AVS 51st International Symposium
    Applied Surface Science Monday Sessions
       Session AS-MoA

Paper AS-MoA7
Improved ToF-SIMS Ion Yields and Cationization of Water-Soluble Analytes by Polyelectrolyte Multilayers

Monday, November 15, 2004, 4:00 pm, Room 210A

Session: SIMS II - Biological and Organic
Presenter: Y.-Y. Lua, Brigham Young University
Authors: Y.-Y. Lua, Brigham Young University
C.A. Pew, Brigham Young University
A. Schnieders, ION-TOF USA, Inc.
P.B. Savage, Brigham Young University
R.C. Davis, Brigham Young University
M.R. Linford, Brigham Young University
Correspondent: Click to Email
Arguably one of the most important issues that has faced time-of-flight secondary ion mass spectrometry (ToF-SIMS) since its inception more than 30 years ago is the need for improved ion yields from analytes. Here we describe an entirely new method for improving ion yields and cationizing analytes that is particularly effective for charged, water-soluble species. This approach takes advantage of the highly charged, ionic nature of polyelectrolytes and the ease with which they can be deposited onto surfaces by the well known layer-by-layer method. In particular, we show that after an ultrathin film (ca. 0.5 nm) of a polycation (polydiallyldimethylammonium chloride, PDADMAC) spontaneously adsorbs onto a silicon (oxide) surface, a mixture of a polyanion (poly(sodium 4-styrenesulfonate)) and a water-soluble analyte, which contains one or more basic nitrogen atoms, will adsorb to form a second layer (ca. 1.5 nm thick). ToF-SIMS of this bilayer shows a significant enhancement in quasi-molecular analyte ion yield (roughly a ten-fold increase in signal), compared to that of the pure compound, or the compound dissolved in dilute HCl and dried on a surface. This phenomenon is demonstrated for two large organic macrocycles (m/z 672 and 745), and a smaller aromatic compound (acridine, m/z 179). Similarly, a significant enhancement in the ion yield of the quasi-molecular ion of 9-anthracenecarboxylic acid (m/z 222) is observed when it spontaneously deposits with PDADMAC to form a ca. 0.5 nm film on silicon.

===============

§ **PROMPT**
Extract the part of the symposium abstract between "Session: SIMS II" and "ION-TOF USA, Inc.", inclusive, copying it word for word. The listing that comes next is separate material and has no connection to the symposium abstract.

(Referring expression data)
===============

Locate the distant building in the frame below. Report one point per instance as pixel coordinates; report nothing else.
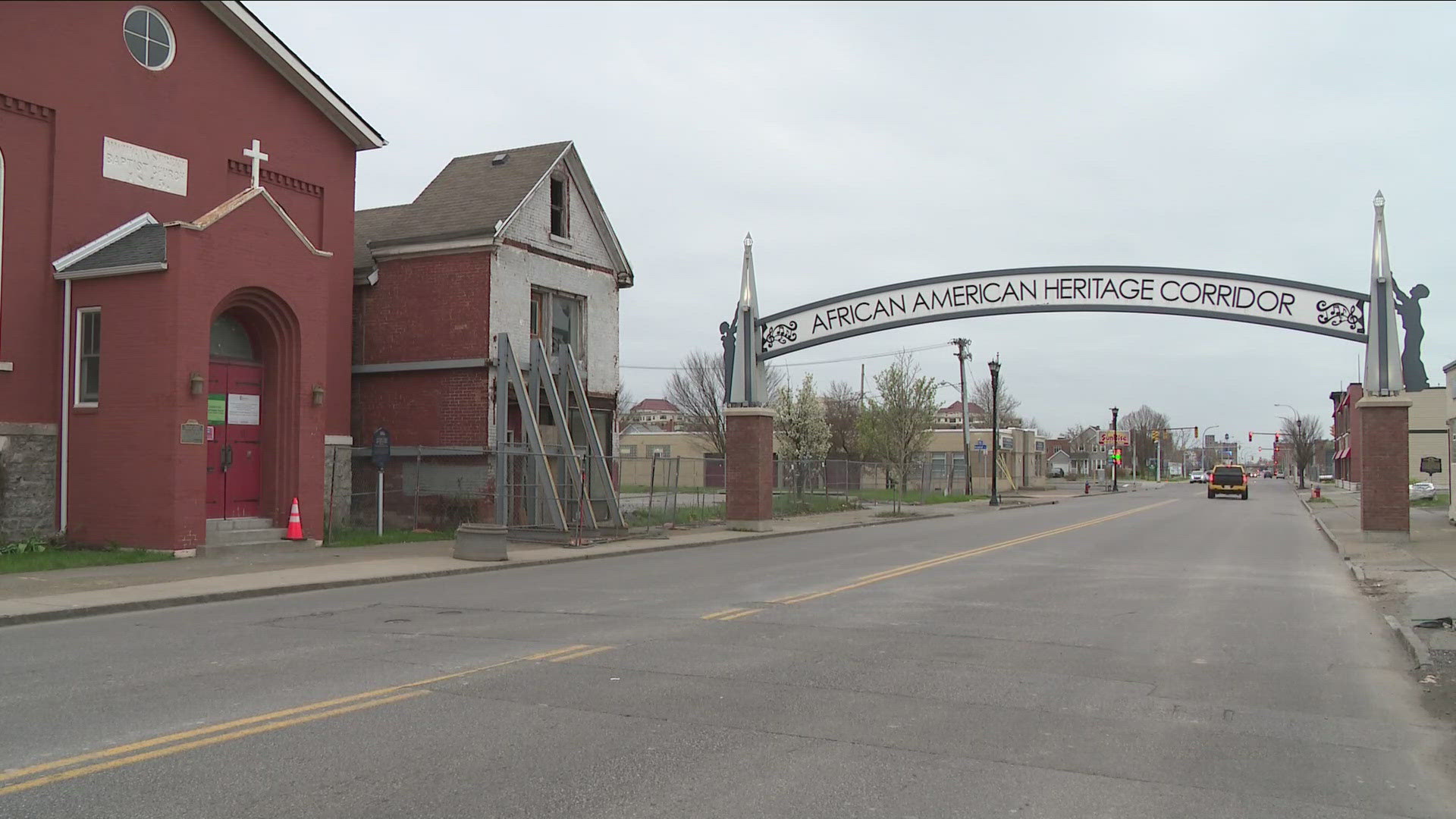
(949, 417)
(1429, 435)
(654, 411)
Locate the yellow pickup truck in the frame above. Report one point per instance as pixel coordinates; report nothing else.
(1229, 482)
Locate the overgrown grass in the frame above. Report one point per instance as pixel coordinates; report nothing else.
(644, 488)
(783, 506)
(74, 558)
(913, 496)
(359, 537)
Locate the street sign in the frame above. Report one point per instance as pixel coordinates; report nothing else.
(379, 452)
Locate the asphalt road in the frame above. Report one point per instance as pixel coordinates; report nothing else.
(1149, 654)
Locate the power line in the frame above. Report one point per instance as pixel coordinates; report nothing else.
(802, 363)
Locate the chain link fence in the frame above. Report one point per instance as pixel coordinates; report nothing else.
(435, 488)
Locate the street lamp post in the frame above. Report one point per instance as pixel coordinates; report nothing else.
(1114, 447)
(995, 368)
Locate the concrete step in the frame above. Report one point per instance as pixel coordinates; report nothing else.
(256, 548)
(237, 523)
(270, 535)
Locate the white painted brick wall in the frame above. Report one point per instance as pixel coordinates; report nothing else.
(532, 224)
(516, 271)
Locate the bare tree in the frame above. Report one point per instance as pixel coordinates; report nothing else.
(894, 428)
(698, 387)
(1141, 426)
(842, 406)
(1301, 436)
(1006, 404)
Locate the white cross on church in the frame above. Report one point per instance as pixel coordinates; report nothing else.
(258, 156)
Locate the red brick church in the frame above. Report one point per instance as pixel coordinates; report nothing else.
(177, 234)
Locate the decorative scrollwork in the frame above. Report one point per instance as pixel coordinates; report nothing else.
(1338, 314)
(780, 334)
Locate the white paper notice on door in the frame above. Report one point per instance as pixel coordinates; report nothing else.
(242, 409)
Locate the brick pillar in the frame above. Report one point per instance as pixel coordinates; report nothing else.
(750, 468)
(1385, 463)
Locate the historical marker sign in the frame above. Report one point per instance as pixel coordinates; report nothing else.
(379, 452)
(1276, 302)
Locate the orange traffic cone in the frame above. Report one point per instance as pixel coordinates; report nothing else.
(294, 523)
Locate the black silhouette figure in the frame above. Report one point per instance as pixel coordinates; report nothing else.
(1410, 309)
(730, 337)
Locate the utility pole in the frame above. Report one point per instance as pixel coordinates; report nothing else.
(963, 354)
(1111, 447)
(995, 368)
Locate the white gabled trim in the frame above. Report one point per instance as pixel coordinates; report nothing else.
(506, 223)
(239, 200)
(105, 271)
(413, 248)
(102, 241)
(283, 60)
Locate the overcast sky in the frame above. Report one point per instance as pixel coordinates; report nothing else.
(870, 145)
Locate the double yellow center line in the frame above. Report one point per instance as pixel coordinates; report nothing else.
(922, 566)
(171, 744)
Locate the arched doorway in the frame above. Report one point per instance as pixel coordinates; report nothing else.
(254, 407)
(235, 395)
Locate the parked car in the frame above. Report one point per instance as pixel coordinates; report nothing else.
(1229, 480)
(1424, 490)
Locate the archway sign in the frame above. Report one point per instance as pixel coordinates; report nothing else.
(1366, 318)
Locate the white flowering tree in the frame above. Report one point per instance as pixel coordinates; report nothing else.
(801, 430)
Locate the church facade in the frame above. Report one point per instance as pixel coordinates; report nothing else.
(177, 221)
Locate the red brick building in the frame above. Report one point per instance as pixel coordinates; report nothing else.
(174, 321)
(509, 241)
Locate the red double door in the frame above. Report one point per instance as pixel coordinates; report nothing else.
(234, 439)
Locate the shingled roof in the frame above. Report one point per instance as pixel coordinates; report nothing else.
(469, 197)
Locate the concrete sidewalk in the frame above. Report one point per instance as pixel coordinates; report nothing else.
(76, 592)
(105, 589)
(1414, 580)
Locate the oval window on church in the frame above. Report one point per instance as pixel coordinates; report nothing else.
(231, 340)
(149, 38)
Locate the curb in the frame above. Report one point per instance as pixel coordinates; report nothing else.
(273, 591)
(1413, 645)
(1025, 504)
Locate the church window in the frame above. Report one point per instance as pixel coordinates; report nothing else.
(88, 356)
(560, 224)
(149, 38)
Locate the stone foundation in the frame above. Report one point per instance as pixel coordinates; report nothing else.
(27, 480)
(338, 477)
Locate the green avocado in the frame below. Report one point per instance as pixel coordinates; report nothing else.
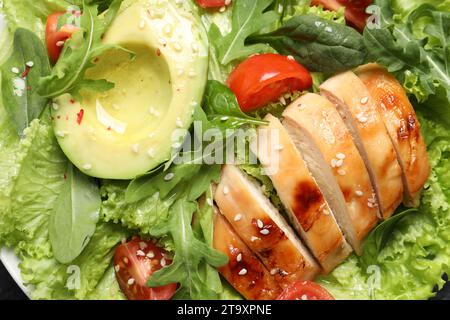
(127, 131)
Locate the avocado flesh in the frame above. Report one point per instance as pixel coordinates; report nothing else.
(127, 131)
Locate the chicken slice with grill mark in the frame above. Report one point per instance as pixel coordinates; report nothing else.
(263, 228)
(359, 112)
(403, 127)
(244, 271)
(308, 210)
(332, 157)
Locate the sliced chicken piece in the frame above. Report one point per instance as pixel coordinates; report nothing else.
(403, 127)
(304, 201)
(244, 271)
(331, 155)
(360, 114)
(262, 228)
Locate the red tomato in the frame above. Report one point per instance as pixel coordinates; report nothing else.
(305, 290)
(55, 38)
(134, 262)
(355, 10)
(264, 78)
(213, 3)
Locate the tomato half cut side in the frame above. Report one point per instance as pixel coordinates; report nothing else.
(355, 10)
(264, 78)
(55, 38)
(213, 3)
(305, 290)
(134, 263)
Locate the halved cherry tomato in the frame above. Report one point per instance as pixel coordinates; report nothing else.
(355, 10)
(264, 78)
(55, 38)
(212, 3)
(134, 262)
(305, 290)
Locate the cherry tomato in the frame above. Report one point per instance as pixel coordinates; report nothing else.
(355, 10)
(305, 290)
(264, 78)
(55, 38)
(213, 3)
(134, 262)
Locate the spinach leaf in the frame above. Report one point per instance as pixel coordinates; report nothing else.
(421, 63)
(74, 216)
(222, 109)
(248, 17)
(20, 76)
(68, 75)
(190, 254)
(319, 44)
(380, 236)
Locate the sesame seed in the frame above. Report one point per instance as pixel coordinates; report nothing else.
(260, 224)
(169, 176)
(151, 153)
(135, 148)
(243, 272)
(142, 245)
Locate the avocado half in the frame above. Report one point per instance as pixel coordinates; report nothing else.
(129, 130)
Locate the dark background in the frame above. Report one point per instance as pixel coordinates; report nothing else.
(10, 291)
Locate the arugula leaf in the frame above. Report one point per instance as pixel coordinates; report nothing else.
(380, 236)
(68, 75)
(319, 44)
(190, 253)
(74, 216)
(19, 81)
(248, 17)
(421, 64)
(222, 109)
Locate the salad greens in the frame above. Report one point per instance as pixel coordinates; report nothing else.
(418, 53)
(404, 257)
(74, 216)
(20, 78)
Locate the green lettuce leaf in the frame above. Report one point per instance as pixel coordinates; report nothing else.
(417, 253)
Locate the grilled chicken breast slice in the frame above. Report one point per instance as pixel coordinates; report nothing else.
(304, 201)
(403, 127)
(244, 271)
(317, 128)
(262, 228)
(360, 114)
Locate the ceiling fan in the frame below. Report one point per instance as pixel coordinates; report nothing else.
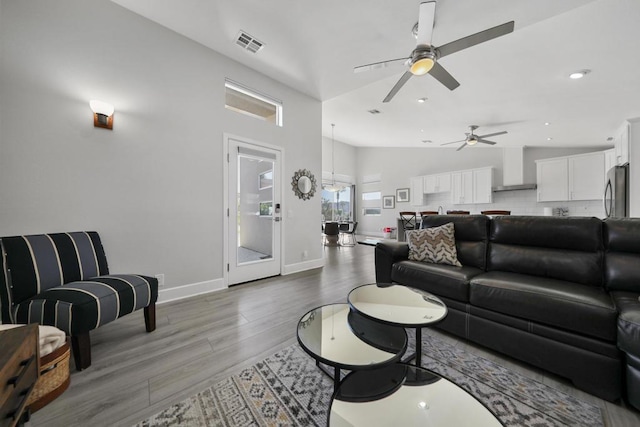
(473, 139)
(424, 58)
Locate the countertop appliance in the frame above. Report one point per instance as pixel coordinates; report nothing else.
(616, 192)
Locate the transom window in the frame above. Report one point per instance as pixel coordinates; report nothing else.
(251, 103)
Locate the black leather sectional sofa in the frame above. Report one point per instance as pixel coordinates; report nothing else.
(560, 293)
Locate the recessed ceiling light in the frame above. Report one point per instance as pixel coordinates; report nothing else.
(579, 74)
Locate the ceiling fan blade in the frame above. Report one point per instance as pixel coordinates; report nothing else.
(484, 141)
(492, 134)
(425, 22)
(443, 76)
(475, 39)
(405, 77)
(381, 64)
(454, 142)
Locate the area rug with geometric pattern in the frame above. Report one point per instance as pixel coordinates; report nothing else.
(288, 389)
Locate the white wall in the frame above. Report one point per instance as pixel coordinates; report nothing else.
(152, 187)
(344, 157)
(634, 167)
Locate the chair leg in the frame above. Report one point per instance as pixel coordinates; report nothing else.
(81, 345)
(150, 317)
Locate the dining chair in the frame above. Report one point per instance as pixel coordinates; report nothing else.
(409, 222)
(425, 213)
(331, 234)
(348, 234)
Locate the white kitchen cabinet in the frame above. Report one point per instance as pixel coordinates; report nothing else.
(579, 177)
(462, 187)
(552, 179)
(609, 160)
(621, 141)
(439, 183)
(482, 184)
(417, 191)
(586, 176)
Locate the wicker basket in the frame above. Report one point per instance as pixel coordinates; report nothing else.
(54, 378)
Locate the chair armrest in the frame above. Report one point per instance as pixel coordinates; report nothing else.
(387, 254)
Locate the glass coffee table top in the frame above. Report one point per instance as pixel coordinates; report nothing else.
(405, 395)
(335, 335)
(397, 305)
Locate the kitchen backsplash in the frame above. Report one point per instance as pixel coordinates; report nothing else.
(519, 202)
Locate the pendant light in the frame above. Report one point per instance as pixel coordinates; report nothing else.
(333, 187)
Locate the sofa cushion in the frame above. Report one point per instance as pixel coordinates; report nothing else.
(622, 254)
(471, 234)
(440, 279)
(628, 321)
(81, 306)
(563, 248)
(435, 244)
(571, 306)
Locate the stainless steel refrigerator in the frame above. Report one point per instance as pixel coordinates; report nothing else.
(616, 192)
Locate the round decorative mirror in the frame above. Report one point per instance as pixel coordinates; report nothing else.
(303, 184)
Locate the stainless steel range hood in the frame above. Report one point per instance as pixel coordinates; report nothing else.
(513, 171)
(515, 187)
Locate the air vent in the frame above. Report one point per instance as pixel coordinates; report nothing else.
(248, 42)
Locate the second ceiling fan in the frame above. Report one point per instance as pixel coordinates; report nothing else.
(424, 58)
(473, 139)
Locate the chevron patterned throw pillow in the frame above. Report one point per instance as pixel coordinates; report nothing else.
(435, 245)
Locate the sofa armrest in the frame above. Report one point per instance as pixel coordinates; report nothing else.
(387, 254)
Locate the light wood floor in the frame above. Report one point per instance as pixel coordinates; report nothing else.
(200, 340)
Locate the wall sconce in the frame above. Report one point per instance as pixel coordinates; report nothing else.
(102, 114)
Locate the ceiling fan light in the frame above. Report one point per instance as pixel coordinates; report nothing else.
(422, 66)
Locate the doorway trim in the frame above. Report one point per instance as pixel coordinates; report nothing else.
(225, 197)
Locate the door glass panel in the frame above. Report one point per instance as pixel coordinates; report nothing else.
(255, 209)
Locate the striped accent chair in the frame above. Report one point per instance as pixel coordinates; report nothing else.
(62, 280)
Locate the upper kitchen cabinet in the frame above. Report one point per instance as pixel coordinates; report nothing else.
(552, 178)
(417, 191)
(462, 187)
(439, 183)
(586, 176)
(579, 177)
(472, 186)
(482, 185)
(610, 160)
(621, 141)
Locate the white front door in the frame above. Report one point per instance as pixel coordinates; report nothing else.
(254, 211)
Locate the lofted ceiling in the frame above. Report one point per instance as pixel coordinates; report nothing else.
(516, 83)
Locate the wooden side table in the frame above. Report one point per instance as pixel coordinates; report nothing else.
(19, 371)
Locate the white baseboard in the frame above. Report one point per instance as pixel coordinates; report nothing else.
(192, 289)
(302, 266)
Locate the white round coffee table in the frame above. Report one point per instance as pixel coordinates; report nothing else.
(399, 305)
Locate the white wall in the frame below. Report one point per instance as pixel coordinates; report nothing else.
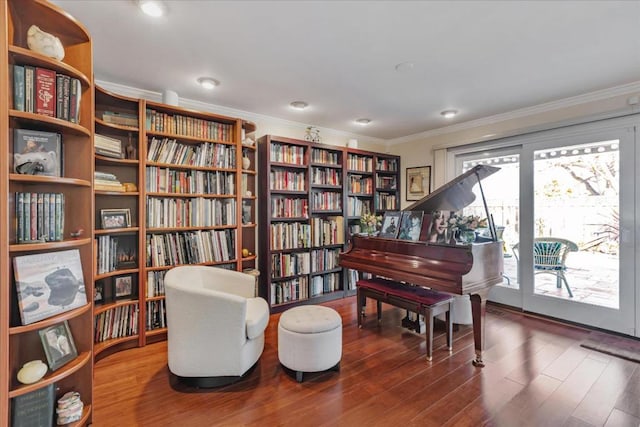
(429, 148)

===============

§ **OUTPUT FOR THIS TASK**
Session: SIMS II - Biological and Organic
Presenter: Y.-Y. Lua, Brigham Young University
Authors: Y.-Y. Lua, Brigham Young University
C.A. Pew, Brigham Young University
A. Schnieders, ION-TOF USA, Inc.